### Work order
Copy out the stretch of the items from the line containing "82L20 99L29 98L23" through the line containing "positive clicks: (21, 127)", character for character.
[[ Data records open ]]
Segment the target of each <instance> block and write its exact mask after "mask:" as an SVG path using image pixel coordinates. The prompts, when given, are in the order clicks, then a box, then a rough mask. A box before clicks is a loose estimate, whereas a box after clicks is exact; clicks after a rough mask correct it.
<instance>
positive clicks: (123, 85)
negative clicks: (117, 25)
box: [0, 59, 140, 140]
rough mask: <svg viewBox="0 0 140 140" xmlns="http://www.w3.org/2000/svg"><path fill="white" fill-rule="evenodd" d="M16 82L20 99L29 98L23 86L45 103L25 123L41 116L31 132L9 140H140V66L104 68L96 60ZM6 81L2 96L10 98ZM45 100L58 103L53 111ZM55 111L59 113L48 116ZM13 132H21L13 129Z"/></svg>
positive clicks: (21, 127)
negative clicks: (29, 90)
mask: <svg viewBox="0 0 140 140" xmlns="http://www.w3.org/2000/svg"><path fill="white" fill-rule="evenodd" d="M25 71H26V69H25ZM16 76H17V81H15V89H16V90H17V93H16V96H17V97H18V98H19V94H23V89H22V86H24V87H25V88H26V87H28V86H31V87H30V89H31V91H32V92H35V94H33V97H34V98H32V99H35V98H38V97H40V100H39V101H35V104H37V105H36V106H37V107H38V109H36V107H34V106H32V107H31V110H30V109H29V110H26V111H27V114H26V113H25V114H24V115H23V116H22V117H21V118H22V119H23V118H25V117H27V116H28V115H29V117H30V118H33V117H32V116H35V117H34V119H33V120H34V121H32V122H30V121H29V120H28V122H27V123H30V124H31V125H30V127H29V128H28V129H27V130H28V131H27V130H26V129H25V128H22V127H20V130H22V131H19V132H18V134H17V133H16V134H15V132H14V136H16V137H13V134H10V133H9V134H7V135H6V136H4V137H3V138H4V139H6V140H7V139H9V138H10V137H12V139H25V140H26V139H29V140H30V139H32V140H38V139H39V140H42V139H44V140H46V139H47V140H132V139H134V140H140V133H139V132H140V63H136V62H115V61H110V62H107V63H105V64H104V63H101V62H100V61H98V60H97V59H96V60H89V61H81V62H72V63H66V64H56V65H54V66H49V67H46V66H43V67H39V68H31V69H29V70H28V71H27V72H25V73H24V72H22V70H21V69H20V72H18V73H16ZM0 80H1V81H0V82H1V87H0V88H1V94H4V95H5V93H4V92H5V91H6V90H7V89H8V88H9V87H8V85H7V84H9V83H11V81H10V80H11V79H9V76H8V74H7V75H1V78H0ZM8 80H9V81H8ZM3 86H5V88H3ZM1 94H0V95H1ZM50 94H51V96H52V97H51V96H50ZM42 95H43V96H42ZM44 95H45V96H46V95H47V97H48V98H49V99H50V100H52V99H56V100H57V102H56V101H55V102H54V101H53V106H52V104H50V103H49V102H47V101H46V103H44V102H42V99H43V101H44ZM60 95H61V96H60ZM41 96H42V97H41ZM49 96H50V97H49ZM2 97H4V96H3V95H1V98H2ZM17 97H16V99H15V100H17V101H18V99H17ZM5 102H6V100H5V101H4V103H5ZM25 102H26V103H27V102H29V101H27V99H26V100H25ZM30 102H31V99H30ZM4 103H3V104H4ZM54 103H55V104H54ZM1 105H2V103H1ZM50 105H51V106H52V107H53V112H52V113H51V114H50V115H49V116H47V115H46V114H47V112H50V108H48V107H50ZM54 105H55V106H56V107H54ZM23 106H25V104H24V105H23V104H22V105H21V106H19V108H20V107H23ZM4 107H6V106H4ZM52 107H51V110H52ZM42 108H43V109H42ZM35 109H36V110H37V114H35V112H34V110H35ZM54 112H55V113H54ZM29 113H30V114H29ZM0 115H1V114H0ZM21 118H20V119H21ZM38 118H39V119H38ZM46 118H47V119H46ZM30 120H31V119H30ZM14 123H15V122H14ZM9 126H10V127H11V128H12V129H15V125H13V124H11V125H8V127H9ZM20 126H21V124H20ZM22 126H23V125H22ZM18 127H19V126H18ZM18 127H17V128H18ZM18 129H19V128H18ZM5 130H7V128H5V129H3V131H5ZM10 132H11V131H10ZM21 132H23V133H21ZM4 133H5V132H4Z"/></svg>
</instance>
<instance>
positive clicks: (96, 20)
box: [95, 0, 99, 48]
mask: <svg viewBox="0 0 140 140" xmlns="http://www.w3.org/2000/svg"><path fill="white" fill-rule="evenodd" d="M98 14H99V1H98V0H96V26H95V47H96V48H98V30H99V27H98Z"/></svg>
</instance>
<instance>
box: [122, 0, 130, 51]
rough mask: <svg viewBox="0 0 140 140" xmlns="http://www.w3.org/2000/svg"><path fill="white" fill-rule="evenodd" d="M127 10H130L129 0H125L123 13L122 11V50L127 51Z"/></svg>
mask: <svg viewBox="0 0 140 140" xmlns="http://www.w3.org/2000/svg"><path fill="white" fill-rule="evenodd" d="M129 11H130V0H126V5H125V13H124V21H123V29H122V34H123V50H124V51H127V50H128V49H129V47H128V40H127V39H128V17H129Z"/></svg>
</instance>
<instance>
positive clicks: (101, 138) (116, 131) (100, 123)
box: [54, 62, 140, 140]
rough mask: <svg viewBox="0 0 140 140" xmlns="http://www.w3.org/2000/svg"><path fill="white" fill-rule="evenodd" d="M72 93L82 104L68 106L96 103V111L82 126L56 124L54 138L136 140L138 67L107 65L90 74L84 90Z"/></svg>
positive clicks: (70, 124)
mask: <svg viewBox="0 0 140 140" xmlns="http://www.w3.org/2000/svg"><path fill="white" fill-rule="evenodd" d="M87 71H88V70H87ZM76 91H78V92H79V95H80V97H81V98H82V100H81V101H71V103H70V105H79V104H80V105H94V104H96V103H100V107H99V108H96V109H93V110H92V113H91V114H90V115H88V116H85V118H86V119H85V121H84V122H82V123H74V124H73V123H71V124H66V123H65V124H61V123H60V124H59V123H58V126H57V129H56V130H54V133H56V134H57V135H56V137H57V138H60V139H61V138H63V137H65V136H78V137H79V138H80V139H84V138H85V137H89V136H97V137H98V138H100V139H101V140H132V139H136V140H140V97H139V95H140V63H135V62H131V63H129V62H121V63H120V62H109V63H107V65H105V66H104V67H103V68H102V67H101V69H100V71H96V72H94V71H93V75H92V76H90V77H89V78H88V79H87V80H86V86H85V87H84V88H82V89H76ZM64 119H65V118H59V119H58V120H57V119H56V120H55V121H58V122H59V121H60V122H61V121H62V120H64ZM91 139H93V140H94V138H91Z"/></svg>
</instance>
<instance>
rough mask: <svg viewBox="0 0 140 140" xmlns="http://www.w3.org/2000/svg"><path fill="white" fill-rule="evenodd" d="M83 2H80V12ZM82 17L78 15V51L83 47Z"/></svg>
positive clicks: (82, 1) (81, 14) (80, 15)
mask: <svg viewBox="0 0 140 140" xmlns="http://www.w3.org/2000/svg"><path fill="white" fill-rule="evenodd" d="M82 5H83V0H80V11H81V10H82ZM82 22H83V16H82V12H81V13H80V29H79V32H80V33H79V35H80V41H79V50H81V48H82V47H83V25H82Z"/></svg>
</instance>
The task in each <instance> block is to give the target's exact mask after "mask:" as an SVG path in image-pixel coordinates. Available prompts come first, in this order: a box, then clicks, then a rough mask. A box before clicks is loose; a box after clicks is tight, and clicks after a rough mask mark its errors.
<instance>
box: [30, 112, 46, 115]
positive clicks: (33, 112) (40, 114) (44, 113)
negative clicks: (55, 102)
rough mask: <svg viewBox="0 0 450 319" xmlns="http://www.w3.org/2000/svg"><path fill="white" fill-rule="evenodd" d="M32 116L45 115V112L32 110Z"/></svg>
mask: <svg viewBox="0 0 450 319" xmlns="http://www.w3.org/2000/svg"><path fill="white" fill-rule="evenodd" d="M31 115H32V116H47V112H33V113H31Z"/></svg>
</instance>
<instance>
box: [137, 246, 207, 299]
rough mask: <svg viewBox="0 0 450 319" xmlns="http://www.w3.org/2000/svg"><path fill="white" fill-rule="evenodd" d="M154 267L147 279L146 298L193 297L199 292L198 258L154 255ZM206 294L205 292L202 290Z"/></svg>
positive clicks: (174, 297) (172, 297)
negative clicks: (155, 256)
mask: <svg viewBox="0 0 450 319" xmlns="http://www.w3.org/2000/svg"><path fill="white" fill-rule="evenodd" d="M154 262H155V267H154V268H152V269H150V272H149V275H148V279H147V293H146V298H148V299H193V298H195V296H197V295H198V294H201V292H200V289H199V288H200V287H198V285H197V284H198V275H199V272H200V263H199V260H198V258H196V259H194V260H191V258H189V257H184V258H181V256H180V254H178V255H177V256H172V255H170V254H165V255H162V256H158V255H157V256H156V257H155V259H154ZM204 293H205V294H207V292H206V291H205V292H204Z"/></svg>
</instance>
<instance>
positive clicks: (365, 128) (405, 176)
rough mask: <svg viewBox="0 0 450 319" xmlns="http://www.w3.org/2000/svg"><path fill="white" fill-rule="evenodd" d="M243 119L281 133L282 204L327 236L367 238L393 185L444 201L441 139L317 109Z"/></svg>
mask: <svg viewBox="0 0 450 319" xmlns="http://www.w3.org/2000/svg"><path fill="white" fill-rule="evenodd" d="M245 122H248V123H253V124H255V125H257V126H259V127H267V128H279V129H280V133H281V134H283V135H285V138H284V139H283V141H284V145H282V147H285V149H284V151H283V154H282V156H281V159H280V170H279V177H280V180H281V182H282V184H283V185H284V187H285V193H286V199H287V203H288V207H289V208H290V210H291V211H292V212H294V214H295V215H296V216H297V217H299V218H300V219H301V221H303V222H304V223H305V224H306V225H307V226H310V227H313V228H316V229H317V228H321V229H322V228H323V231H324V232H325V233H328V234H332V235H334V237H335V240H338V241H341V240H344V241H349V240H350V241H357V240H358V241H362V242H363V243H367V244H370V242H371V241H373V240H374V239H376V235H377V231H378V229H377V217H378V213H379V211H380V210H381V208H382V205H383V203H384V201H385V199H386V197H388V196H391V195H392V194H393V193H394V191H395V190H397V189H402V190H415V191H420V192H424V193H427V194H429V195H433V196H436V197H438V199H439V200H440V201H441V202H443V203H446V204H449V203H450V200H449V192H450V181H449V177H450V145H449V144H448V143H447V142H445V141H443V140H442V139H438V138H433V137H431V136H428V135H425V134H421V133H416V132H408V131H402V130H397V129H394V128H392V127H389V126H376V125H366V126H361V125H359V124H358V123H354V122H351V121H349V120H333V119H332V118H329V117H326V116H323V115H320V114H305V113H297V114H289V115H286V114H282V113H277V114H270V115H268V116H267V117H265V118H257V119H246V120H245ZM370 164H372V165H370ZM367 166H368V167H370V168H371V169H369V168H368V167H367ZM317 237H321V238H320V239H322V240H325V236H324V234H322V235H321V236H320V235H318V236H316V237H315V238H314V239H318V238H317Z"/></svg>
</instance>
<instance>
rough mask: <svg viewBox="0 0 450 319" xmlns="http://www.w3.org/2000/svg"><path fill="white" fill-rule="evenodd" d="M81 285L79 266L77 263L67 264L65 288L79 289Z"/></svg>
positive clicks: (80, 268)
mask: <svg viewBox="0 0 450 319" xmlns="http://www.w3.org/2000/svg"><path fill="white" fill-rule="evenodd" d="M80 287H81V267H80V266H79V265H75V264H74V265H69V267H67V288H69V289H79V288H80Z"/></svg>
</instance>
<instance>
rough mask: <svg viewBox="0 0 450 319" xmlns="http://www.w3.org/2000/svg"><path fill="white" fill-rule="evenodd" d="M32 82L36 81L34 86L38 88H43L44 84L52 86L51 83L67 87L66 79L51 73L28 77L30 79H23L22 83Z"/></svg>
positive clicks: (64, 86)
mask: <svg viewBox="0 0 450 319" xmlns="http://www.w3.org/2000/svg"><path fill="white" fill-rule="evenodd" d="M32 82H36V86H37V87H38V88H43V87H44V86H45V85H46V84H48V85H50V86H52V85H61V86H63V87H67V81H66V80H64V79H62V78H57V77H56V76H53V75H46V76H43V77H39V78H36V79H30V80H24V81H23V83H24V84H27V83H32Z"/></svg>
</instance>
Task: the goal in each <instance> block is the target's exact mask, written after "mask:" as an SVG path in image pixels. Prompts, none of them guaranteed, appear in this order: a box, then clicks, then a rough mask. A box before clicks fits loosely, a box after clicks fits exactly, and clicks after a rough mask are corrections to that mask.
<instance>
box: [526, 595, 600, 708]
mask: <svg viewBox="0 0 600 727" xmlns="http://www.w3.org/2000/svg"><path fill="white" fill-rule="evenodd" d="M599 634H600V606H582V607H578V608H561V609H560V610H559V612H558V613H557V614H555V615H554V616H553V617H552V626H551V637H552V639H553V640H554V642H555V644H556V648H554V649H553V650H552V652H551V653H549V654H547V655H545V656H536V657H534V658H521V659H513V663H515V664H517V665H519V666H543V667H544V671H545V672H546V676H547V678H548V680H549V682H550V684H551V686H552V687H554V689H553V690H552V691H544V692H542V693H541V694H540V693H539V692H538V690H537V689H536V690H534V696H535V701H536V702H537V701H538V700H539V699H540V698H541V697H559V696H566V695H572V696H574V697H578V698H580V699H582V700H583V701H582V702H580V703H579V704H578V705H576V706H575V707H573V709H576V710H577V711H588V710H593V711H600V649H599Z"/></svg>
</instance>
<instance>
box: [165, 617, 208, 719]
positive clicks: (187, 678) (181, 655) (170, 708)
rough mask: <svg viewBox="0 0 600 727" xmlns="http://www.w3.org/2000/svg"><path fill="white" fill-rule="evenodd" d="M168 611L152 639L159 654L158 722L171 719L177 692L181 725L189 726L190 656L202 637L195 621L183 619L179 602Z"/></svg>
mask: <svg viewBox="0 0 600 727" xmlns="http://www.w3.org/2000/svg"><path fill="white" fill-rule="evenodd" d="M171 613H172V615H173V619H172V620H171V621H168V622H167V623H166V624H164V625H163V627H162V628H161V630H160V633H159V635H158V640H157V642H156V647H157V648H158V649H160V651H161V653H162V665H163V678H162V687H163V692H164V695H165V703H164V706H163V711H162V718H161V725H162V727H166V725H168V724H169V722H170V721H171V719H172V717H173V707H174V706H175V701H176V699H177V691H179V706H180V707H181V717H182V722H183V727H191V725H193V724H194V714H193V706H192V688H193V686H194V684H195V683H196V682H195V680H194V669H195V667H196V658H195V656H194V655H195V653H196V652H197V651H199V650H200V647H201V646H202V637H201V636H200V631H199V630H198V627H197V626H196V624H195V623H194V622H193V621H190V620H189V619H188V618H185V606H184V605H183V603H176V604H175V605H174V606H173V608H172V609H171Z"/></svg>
[[ Data records closed ]]
### Answer to this problem
rough mask: <svg viewBox="0 0 140 140" xmlns="http://www.w3.org/2000/svg"><path fill="white" fill-rule="evenodd" d="M16 82L20 99L29 98L23 86L45 103L25 123L41 116L31 132L9 140H140V66L104 68L96 60ZM6 81L2 96L10 98ZM45 100L58 103L53 111ZM55 111L59 113L48 116ZM13 132H21L13 129Z"/></svg>
positive clicks: (21, 127)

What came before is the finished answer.